━━━ Extrait du document

Depuis la rentrée, les collégiens ont pu assister à la projection d’un film documentaire retraçant le parcours migratoire d’un jeune homme tchadien et échanger par la suite avec la réalisatrice. Plusieurs personnes réfugiées accompagnées par l’association sont également venues témoigner de leur expérience auprès d’eux. Le dernier module, en mai, prévoit un atelier de philosophie autour de la question de l’hospitalité.
« L’accueil est génial à chaque fois, et les élèves sont beaucoup plus au courant qu’on ne le croit, ajoute Iris Liberty. Pour beaucoup, ils regardent les infos et connaissent le contexte géopolitique de certains pays. Et là, ils voient quelqu’un qui vient témoigner « en vrai », donc ils sont très curieux et posent beaucoup de questions ».
« Son histoire nous a touchés »
Peuvent en témoigner Zélie et Anaïs, qui ont participé à un atelier avec la cheffe syrienne Samar Mawazini, créatrice du stand Grenade et Pistache aux Docks Village. « On savait qu’il se passait des trucs comme ça dans le monde mais, moi, je n’avais jamais entendu d’histoire racontée par la personne en question, remarque Zélie. Son histoire nous a trop touchés, parce qu’on voit qu’elle a galéré. C’est elle qui s’est occupée de tout pour sa famille, pour qu’ils puissent être en sécurité en France ».
Les deux jeunes filles ont concocté des atayef, petites crêpes fourrées à la crème nappées de pistaches. « C’était un peu long à faire, mais le résultat était délicieux. D’habitude, on met plutôt du rhum dans les crêpes, mais avec la fleur d’oranger, c’est trop bon aussi ! », s’exclame Anaïs.
« Apporter un visage » à la migration
« On a créé ce projet parce qu’il y a une vraie demande de la part de professeurs et de proviseurs qui ont envie d’aller un peu plus loin qu’un cours classique d’histoire-géographie sur les migrations, explique Fanny Borrot, directrice du développement de Refugee Food au niveau national. Ils nous contactent pour apporter du fond et un visage sur la question ».

━━━━━━

__Tâche assignée 1__
Dans l'extrait sur le projet de Refugee Food dans les collèges, résumez sous forme de liste le paragraphe commençant par « Peuvent en témoigner Zélie et Anaïs » en conservant ses faits essentiels.
__Tâche assignée 2__
Rédigez la suite de l'extrait sur le projet de Refugee Food dans les collèges, à partir de sa dernière phrase.
Les enregistrements qui suivent constituent un matériau distinct de l'extrait sur le projet de Refugee Food dans les collèges.

━━━ Entrées du corpus

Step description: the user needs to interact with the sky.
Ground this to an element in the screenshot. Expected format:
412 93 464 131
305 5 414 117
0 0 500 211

━━━━━━

__Zone de réponse 1__
- Zélie et Anaïs ont participé à un atelier avec Samar Mawazini, cheffe syrienne et créatrice du stand Grenade et Pistache aux Docks Village.
- Zélie savait que de telles situations existaient dans le monde, mais n'avait jamais entendu une histoire racontée par la personne concernée.
- L'histoire de la cheffe les a beaucoup touchées, car elle a traversé de grandes difficultés.
- C'est elle qui s'est occupée de tout pour que sa famille soit en sécurité en France.

__Zone de réponse 2__
« Ce qui est intéressant, poursuit-elle, c’est qu’à treize ans, on se forge ses propres idées, on n’est pas d’accord avec ses parents… on arrive aussi à un moment où les jeunes se questionnent, et on a envie d’apporter des réponses, en permettant aux personnes concernées de venir parler et expliquer leur parcours. C’est aussi important de le faire à Marseille, où il y a énormément de mixité. Le siège de SOS Méditerranée est ici, il y a plein de connexions avec des structures et des assos, on se rend compte qu’on est au bon endroit ».
Bien que le cœur du projet consiste à faire changer les regards, les ateliers sensibilisent aussi au « bien-manger et à l’importance de cuisiner soi-même à partir de produits bruts, explique Fanny. Pendant les ateliers, on se rend compte que les gestes simples de cuisine ne sont parfois pas évidents pour certains ados, comme éplucher, couper, enlever les pépins d’une poire ou d’une pomme… on essaye de les leur transmettre ».
Sensibiliser 450 collégiens par an
Le but de Refugee Food Education est que son programme soit co-construit avec les équipes pédagogiques et réalisable le plus facilement possible. Tout est pris en charge par l’association et ses bénévoles, de l’organisation au nettoyage de la cuisine. « C’est un projet « clé en main », reprend Fanny Borrot. Les écoles n’ont rien à payer, car on sait très bien qu’elles n’ont pas forcément de financements et que les enseignants sont déjà débordés ».
Comme « la demande ne vient pas seulement de Marseille », les équipes de Refugee Food et de Festin visent à déployer le projet dès l’année prochaine dans trois autres établissements scolaires du département. « Notre objectif est de sensibiliser 450 collégiens par an, projette Fanny Borrot. À terme, nous voulons essaimer ce projet dans plusieurs territoires en France, notamment en zone rurale où les élèves sont moins exposés à la mixité sociale ».